## Aim of the task
Copy word for word the lines of the listing below, starting with the line containing "</instance>" and going on through the last line of the listing.
[[ Excerpted records, beginning ]]
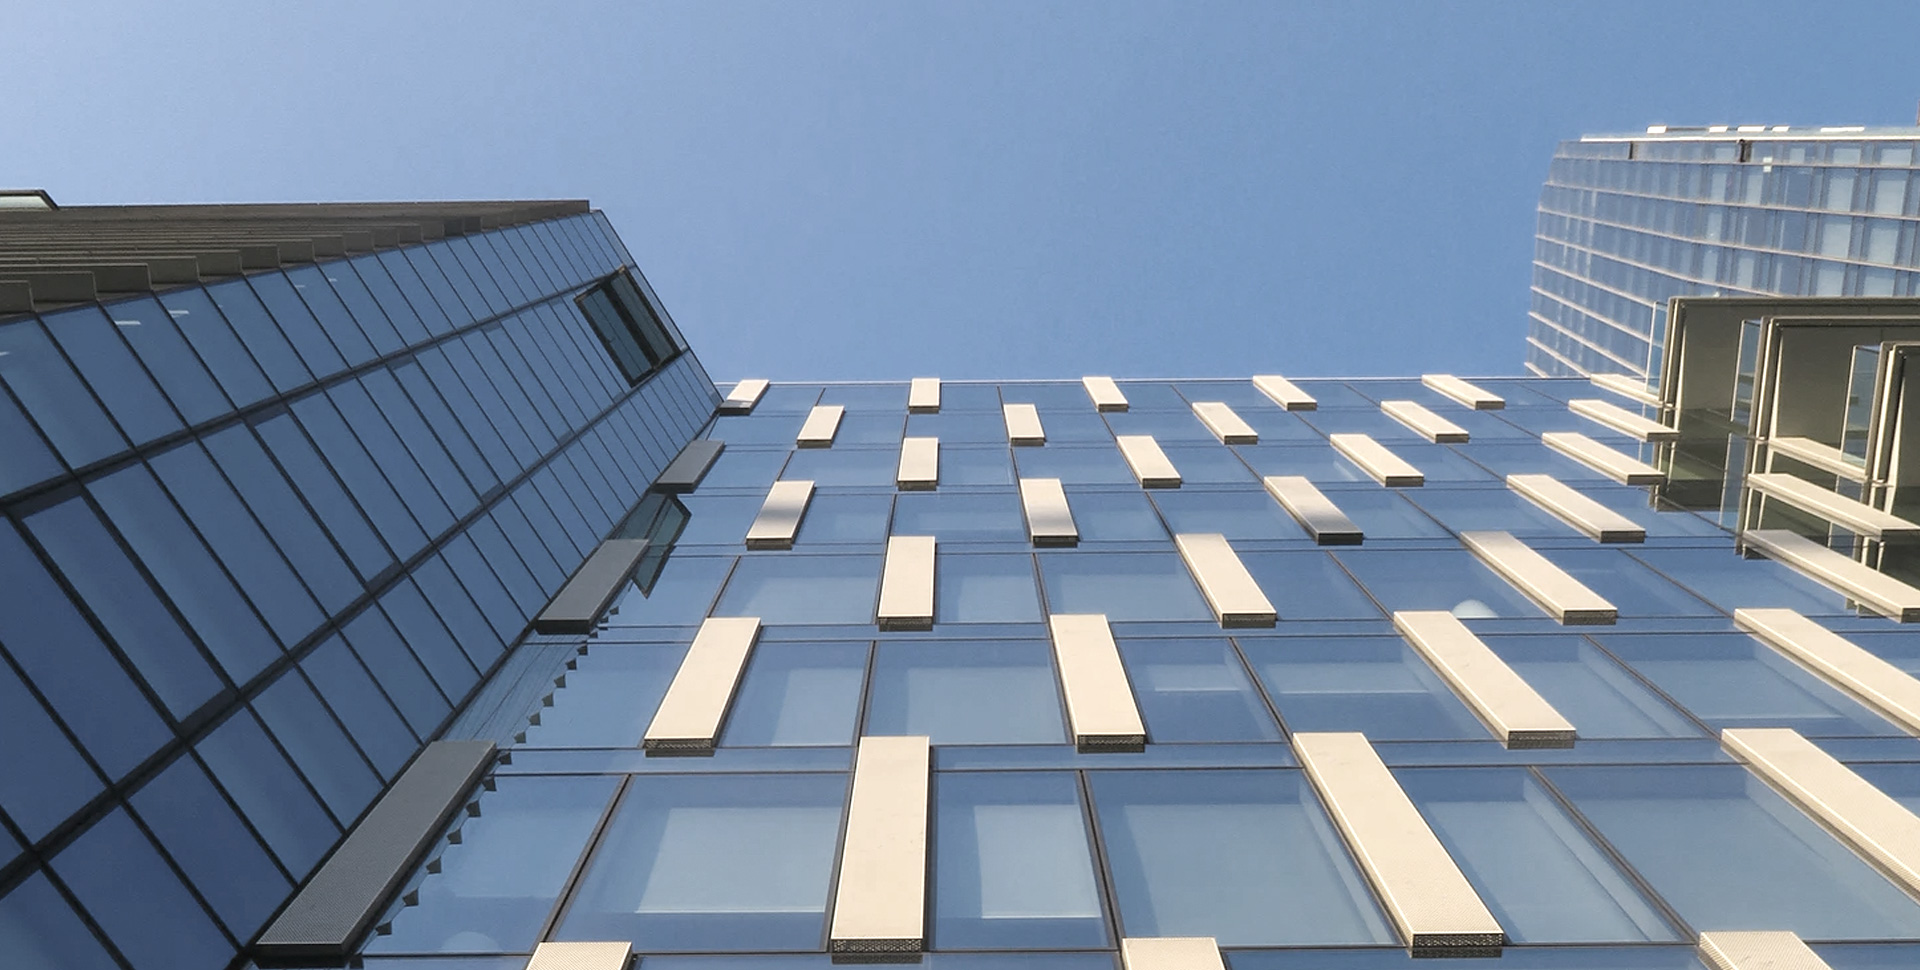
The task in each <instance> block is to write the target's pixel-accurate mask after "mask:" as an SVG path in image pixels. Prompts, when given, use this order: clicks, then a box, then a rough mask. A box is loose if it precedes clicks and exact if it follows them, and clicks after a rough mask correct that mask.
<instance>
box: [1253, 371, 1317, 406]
mask: <svg viewBox="0 0 1920 970" xmlns="http://www.w3.org/2000/svg"><path fill="white" fill-rule="evenodd" d="M1254 390H1258V392H1261V394H1265V396H1267V398H1269V400H1271V401H1273V403H1277V405H1281V409H1283V411H1313V409H1317V407H1319V401H1315V400H1313V396H1311V394H1308V392H1304V390H1300V386H1296V384H1294V382H1292V380H1286V378H1284V376H1281V375H1254Z"/></svg>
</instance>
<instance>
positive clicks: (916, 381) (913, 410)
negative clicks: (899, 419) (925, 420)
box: [906, 376, 941, 415]
mask: <svg viewBox="0 0 1920 970" xmlns="http://www.w3.org/2000/svg"><path fill="white" fill-rule="evenodd" d="M939 409H941V378H937V376H916V378H914V382H912V384H908V386H906V413H910V415H937V413H939Z"/></svg>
[[ Excerpted records, end ]]
## Written reply
</instance>
<instance>
positive clicks: (916, 381) (913, 410)
negative clicks: (899, 419) (925, 420)
box: [906, 376, 941, 415]
mask: <svg viewBox="0 0 1920 970" xmlns="http://www.w3.org/2000/svg"><path fill="white" fill-rule="evenodd" d="M939 409H941V378H937V376H916V378H914V382H912V384H908V386H906V413H910V415H937V413H939Z"/></svg>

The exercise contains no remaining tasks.